#### Assignment:
Give the entries again exactly as they appear, but without the images.

#### Data shown:
::::::

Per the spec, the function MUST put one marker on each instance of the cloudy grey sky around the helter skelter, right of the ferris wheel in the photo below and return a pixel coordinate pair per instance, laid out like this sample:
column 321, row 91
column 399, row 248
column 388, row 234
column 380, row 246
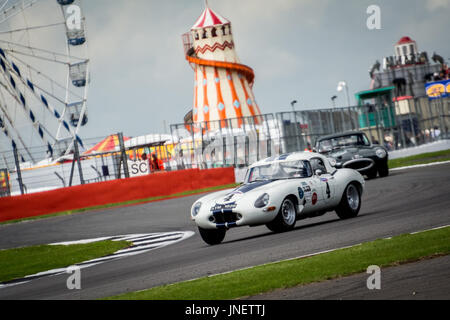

::::::

#### Solution to this exercise:
Per the spec, the function MUST put one marker on each instance of the cloudy grey sky around the helter skelter, right of the ferris wheel in the photo below and return a pixel coordinate pair per instance, laid out like this sample:
column 321, row 91
column 399, row 248
column 388, row 234
column 380, row 246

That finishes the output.